» EXTRACTED INFORMATION
※
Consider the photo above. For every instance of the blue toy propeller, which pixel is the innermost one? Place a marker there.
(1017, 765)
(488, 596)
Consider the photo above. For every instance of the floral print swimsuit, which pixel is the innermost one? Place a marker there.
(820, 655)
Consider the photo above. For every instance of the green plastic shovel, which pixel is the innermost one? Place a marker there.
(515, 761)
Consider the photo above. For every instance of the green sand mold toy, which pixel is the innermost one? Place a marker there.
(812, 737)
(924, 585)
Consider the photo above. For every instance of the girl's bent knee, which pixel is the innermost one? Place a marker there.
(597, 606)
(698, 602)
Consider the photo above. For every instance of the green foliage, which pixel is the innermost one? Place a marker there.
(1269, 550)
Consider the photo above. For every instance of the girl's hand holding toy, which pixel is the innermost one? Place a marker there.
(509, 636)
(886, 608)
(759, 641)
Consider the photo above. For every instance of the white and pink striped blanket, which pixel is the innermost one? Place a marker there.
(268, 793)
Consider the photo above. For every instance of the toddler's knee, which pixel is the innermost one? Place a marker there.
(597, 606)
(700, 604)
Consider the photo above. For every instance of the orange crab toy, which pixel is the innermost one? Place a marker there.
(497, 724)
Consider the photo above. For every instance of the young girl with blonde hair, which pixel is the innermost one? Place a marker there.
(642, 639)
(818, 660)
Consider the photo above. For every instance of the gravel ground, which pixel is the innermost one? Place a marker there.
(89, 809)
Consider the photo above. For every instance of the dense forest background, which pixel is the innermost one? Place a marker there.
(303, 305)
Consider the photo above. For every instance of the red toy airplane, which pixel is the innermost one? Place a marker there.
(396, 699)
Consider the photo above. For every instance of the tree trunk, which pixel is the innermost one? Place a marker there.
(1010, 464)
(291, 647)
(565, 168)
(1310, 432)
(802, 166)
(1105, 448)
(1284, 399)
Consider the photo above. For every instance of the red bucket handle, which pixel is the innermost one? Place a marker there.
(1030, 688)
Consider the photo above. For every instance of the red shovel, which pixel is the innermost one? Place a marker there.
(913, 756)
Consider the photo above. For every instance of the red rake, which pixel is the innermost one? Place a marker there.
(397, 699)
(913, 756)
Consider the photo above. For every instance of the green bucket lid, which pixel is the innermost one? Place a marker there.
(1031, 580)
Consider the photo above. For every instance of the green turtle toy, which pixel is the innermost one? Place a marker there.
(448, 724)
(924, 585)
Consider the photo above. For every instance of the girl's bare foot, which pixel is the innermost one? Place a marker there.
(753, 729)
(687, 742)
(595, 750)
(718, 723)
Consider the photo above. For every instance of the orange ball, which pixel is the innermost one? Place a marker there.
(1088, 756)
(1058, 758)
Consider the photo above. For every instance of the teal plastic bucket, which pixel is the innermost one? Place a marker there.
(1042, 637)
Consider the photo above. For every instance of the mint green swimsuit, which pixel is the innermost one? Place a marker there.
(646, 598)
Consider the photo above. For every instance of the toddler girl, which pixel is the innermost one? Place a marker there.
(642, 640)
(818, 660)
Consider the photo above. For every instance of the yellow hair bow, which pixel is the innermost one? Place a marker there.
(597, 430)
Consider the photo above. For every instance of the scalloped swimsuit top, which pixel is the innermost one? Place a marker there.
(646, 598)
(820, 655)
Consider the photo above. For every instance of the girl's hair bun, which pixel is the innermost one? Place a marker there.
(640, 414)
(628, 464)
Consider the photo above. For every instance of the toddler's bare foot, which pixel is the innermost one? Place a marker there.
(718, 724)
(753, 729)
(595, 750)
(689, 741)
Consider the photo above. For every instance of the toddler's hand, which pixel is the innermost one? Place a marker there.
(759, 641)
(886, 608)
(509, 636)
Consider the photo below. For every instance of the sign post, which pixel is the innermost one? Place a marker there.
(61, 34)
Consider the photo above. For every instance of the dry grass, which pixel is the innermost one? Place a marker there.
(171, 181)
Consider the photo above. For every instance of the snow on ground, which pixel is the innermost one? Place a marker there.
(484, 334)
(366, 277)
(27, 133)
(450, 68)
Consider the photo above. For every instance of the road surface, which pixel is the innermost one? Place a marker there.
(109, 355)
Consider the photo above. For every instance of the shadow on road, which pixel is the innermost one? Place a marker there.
※
» EXERCISE
Set down exactly the lines of the listing above, from the line holding "Consider the photo above. For every instance of the mint" through its last line, with nothing added.

» SOLUTION BELOW
Consider the photo above. For every instance of the mint green swimsuit, which pixel is the innermost one? Place a marker there.
(646, 598)
Consider the photo above. For every instance of the toddler girl, which pixel is the innermost one? Place a marker there.
(642, 640)
(818, 660)
Consider the photo above. For every instance of the yellow hair bow, which pixel is the innermost one? Place a marker there.
(597, 430)
Consider the photo above. For every instance of the scalloped swimsuit top, which pixel is the innermost one? Place a marker there.
(646, 598)
(820, 655)
Consider the photo above. For every instance of the girl's hair bun, which pixel is the innermost one? Place a marker there.
(640, 414)
(628, 464)
Consider the photo above. For every instance of the toddler's bare foot, which pixel is the innermost one? Place a marker there.
(718, 724)
(753, 729)
(595, 750)
(689, 741)
Consider the photo above. For every instance of the toddler's hand, which pixel is the innermost one? Place a marker there.
(759, 641)
(886, 608)
(509, 636)
Consider the photo below. For every instance of the sign post, which pixel is the innermost one? Place a marker there.
(61, 34)
Consider the photo above. For every instance of the dry grass, which pixel is the innermost one? Place a marker there.
(171, 181)
Consider the photo above. For every instance of the snow on ground, which pixel is the innermost one? Place a marker there.
(484, 334)
(366, 277)
(27, 133)
(450, 68)
Consider the photo above. For every instance of the road surface, which pixel is the innermost one? Place a marker there.
(109, 355)
Consider the photo above. For every instance of the shadow on road, which pixel is the innermost one? Place a marker there.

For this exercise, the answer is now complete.